**DATA SHOWN**

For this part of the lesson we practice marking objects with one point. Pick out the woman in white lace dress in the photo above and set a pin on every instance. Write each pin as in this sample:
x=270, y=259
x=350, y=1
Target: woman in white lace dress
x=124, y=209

**YOUR TASK**
Switch every "white lace dress" in the lines above to "red evening gown", and write all the lines out again with nothing else altered.

**ANSWER**
For this part of the lesson we practice marking objects with one point. Pick out the woman in red evening gown in the photo above and set a pin on every instance. Write each pin as in this sample:
x=270, y=259
x=350, y=1
Target: woman in red evening gown
x=124, y=209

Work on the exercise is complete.